● Study questions
- a) Please print the part of the figure caption on MeCP2 and the RET gene starting at "Association of MeCP2" and ending at "of the means.".
- b) In the figure caption on MeCP2 and the RET gene, what concentration of RA were the SK-N-BE cells treated with?

____ Text provided

Association of MeCP2 repression complex with RET gene regulatory regions. SK-N-BE cells were treated for the indicated times with 10 µM RA. ChIP experiments were performed using anti-MeCP2 (A), anti HDAC1 (B) and anti mSin3A (C) antibodies. Bound DNAs were quantitated by real time PCR. Data, presented as percentages of input DNA before immunoprecipitation, represent the results of three independent experiments ± standard error of the means.

Figure 7.

________
____ Data extract

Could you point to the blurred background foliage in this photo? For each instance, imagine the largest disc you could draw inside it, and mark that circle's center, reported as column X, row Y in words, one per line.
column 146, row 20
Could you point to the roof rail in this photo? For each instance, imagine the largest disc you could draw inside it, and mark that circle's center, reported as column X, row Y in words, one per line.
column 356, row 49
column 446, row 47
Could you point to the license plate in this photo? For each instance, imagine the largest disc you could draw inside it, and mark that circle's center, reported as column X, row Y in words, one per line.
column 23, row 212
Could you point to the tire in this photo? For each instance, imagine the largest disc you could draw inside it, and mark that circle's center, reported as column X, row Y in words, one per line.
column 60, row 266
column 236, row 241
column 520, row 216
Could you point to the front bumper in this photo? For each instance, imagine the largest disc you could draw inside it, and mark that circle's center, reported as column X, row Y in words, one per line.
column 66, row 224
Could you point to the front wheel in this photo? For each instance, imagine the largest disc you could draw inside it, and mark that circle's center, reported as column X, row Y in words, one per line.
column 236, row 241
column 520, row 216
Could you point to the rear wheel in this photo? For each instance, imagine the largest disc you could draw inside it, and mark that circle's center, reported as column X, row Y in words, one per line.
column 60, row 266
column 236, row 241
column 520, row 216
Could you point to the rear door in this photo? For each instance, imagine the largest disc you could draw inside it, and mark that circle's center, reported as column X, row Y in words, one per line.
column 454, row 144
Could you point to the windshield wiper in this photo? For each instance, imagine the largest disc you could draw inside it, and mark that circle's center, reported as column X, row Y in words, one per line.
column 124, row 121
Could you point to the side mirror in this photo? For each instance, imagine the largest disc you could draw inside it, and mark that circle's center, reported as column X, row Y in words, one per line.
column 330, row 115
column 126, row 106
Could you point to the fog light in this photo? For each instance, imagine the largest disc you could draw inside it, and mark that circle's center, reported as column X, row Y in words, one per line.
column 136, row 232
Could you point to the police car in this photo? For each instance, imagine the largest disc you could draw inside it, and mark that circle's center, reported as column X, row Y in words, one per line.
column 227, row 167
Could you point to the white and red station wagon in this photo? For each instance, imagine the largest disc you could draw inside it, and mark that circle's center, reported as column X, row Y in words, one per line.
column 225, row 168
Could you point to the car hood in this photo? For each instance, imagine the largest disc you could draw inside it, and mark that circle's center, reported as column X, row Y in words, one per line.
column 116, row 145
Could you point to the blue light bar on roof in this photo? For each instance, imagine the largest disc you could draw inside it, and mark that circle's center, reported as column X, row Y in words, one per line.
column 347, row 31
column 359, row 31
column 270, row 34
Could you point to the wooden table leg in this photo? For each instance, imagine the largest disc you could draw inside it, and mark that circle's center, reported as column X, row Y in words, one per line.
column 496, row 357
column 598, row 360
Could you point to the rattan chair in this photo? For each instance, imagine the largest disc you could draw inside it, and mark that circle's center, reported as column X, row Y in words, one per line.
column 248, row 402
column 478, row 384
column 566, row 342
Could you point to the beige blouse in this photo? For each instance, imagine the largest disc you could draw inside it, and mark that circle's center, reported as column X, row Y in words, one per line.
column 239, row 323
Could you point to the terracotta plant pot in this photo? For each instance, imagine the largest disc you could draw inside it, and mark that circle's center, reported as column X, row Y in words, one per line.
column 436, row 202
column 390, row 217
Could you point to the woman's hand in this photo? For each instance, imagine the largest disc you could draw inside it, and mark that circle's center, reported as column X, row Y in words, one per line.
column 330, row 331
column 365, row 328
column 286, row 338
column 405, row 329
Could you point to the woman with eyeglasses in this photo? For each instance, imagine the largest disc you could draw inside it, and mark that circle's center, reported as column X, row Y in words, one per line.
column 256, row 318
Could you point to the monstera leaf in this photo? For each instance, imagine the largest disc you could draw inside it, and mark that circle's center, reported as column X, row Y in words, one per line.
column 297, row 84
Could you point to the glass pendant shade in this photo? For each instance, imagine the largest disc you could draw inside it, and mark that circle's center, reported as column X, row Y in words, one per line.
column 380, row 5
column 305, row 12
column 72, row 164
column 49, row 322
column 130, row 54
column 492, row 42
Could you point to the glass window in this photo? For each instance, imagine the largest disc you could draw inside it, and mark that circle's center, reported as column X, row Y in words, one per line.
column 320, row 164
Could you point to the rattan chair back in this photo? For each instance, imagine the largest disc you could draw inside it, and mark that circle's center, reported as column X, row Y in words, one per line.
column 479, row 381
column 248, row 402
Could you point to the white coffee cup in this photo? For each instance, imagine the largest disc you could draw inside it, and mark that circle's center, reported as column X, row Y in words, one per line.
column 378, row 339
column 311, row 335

________

● Problem solutions
- a)
Association of MeCP2 repression complex with RET gene regulatory regions. SK-N-BE cells were treated for the indicated times with 10 µM RA. ChIP experiments were performed using anti-MeCP2 (A), anti HDAC1 (B) and anti mSin3A (C) antibodies. Bound DNAs were quantitated by real time PCR. Data, presented as percentages of input DNA before immunoprecipitation, represent the results of three independent experiments ± standard error of the means.

- b) 10 µM